SUPPLIED MATERIAL
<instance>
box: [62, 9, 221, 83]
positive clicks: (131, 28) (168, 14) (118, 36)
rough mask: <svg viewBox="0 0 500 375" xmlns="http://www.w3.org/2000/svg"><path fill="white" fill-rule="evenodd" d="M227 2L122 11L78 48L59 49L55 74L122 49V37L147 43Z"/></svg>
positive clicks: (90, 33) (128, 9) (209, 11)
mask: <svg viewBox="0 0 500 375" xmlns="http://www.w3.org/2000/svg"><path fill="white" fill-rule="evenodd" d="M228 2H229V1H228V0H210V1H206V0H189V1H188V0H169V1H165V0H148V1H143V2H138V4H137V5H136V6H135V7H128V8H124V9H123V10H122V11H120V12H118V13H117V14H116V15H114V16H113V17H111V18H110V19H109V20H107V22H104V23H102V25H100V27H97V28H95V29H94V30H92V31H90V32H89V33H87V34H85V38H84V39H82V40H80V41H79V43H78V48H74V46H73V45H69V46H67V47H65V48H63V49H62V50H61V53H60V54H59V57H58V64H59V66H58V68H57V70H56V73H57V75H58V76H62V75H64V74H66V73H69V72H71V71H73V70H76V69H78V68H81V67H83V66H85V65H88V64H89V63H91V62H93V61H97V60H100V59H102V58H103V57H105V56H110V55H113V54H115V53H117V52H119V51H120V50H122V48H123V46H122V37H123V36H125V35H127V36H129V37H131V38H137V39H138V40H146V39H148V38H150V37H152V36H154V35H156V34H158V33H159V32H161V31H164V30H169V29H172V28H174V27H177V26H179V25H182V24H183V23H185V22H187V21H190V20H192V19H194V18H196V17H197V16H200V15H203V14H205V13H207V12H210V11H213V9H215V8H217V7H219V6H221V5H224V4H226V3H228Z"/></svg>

TASK INSTRUCTIONS
Copy the listing from its first line through the line that contains "positive clicks: (90, 33) (128, 9) (209, 11)", replacing "rough mask" with "coarse mask" and leaving everything else unchanged.

WRITTEN ANSWER
<instance>
box: [62, 9, 221, 83]
positive clicks: (131, 28) (168, 14) (118, 36)
coarse mask: <svg viewBox="0 0 500 375" xmlns="http://www.w3.org/2000/svg"><path fill="white" fill-rule="evenodd" d="M227 2L122 11L78 48L59 49L55 74L122 49V37L147 43Z"/></svg>
positive clicks: (90, 33) (128, 9) (209, 11)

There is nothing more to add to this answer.